→ ЗАДАНИЕ
Ниже приведен текст о пассивном выживании при диктатуре. В его абзаце, который начинается словами «Мои слова звучат таинственно», найдите все фрагменты в кавычках-ёлочках и выпишите их по порядку.

═════ ТЕКСТ ДЛЯ ЧТЕНИЯ

Читаем Соблазны несвободы. Интеллектуалы во времена испытаний полностью

Наряду с внутренней эмиграцией существует еще один способ пассивного выживания в условиях диктатуры. Для него трудно найти название. Этот способ отличается именно тем, что не дает себя обозначить. В нем тоже слишком мало неравнодушия, побуждающего к действию или хотя бы к моральному суждению. Кроме того, поведение представителей этой позиции нельзя назвать «наблюдением» в подлинном смысле слова. Наблюдение подразумевает скрупулезное разглядывание, а значит, неослабевающую связь с тем, что обычно называют реальностью или действительностью. Те, о ком мы будем говорить в этой главе, не занимаются наблюдением. Описывая реальность, они скорее отчуждают ее; они испаряют ее действительное содержание, погружая в дробящуюся светотень, порой дающую эффект эстетизации, порой — лишь отдаления, инаковости.

Мои слова звучат таинственно, как если бы они сами принадлежали к тому своеобразному миру, о котором мы говорим. Поэтому лучше показать на примерах, что я имею в виду. В 1944 г. Эрнст Юнгер познакомил достаточно широкий круг читателей с небольшой повестью, носившей название «На мраморных утесах»[206]. Тонкий томик, «так и не получивший жанрового определения», вскоре стал культовой книгой. Известный публицист и писатель Дольф Штернбергер назвал повесть Юнгера «самым смелым произведением художественной литературы, которое появилось в Германии во времена Третьего рейха». «Чтение нас необычайно возбуждало и волновало», — писал он. Штернбергеру и многим другим эта книга казалась «укрепляющим снадобьем»; «она была средством взаимопонимания для тех, кто старался не поддаваться угрозе или соблазну тирании»[207].

══════════
═════ ИСХОДНЫЙ МАТЕРИАЛ

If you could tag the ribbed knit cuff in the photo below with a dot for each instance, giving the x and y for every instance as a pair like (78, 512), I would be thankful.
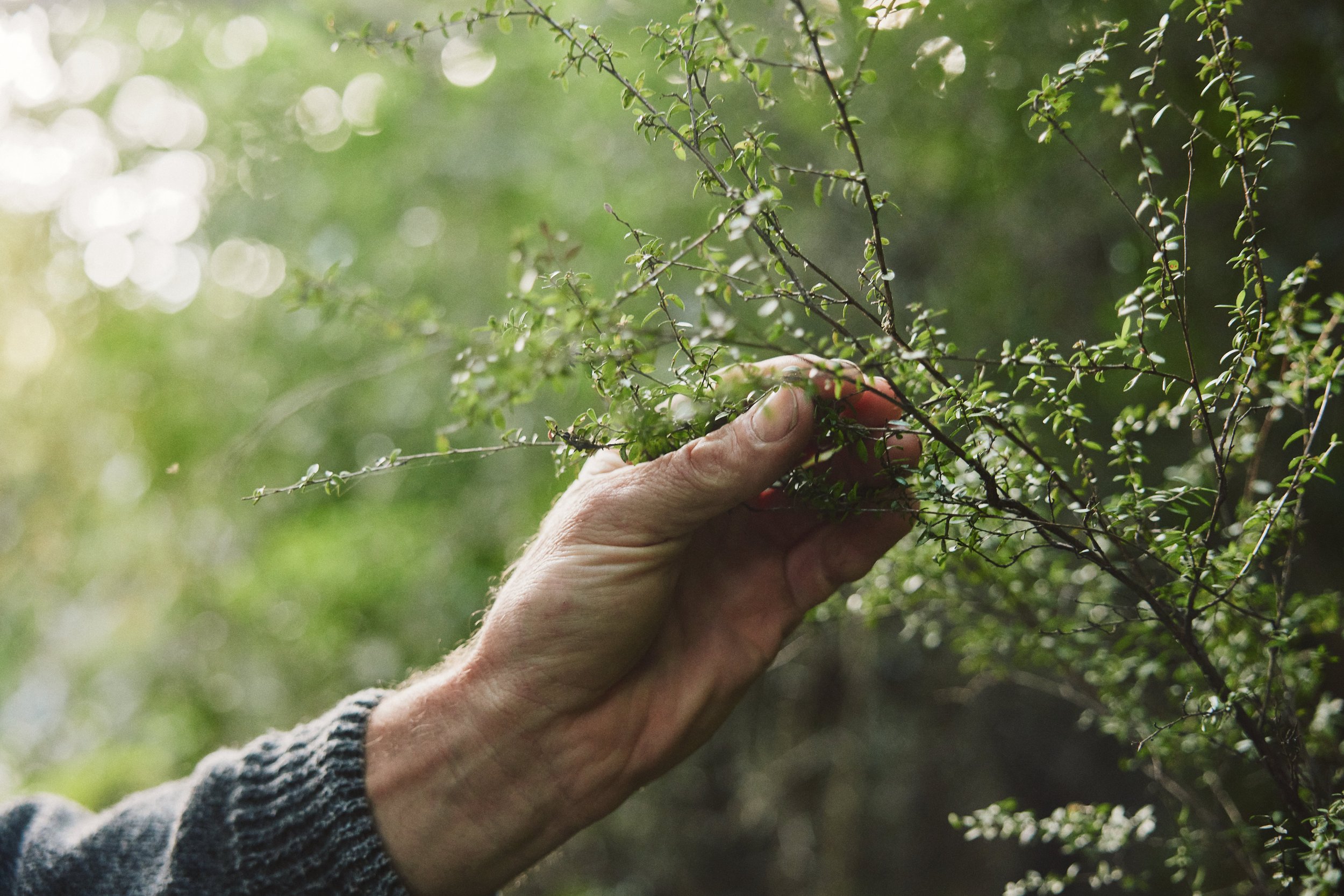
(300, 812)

══════════

→ ОТВЕТ
1. «На мраморных утесах»
2. «так и не получивший жанрового определения»
3. «самым смелым произведением художественной литературы, которое появилось в Германии во времена Третьего рейха»
4. «Чтение нас необычайно возбуждало и волновало»
5. «укрепляющим снадобьем»
6. «она была средством взаимопонимания для тех, кто старался не поддаваться угрозе или соблазну тирании»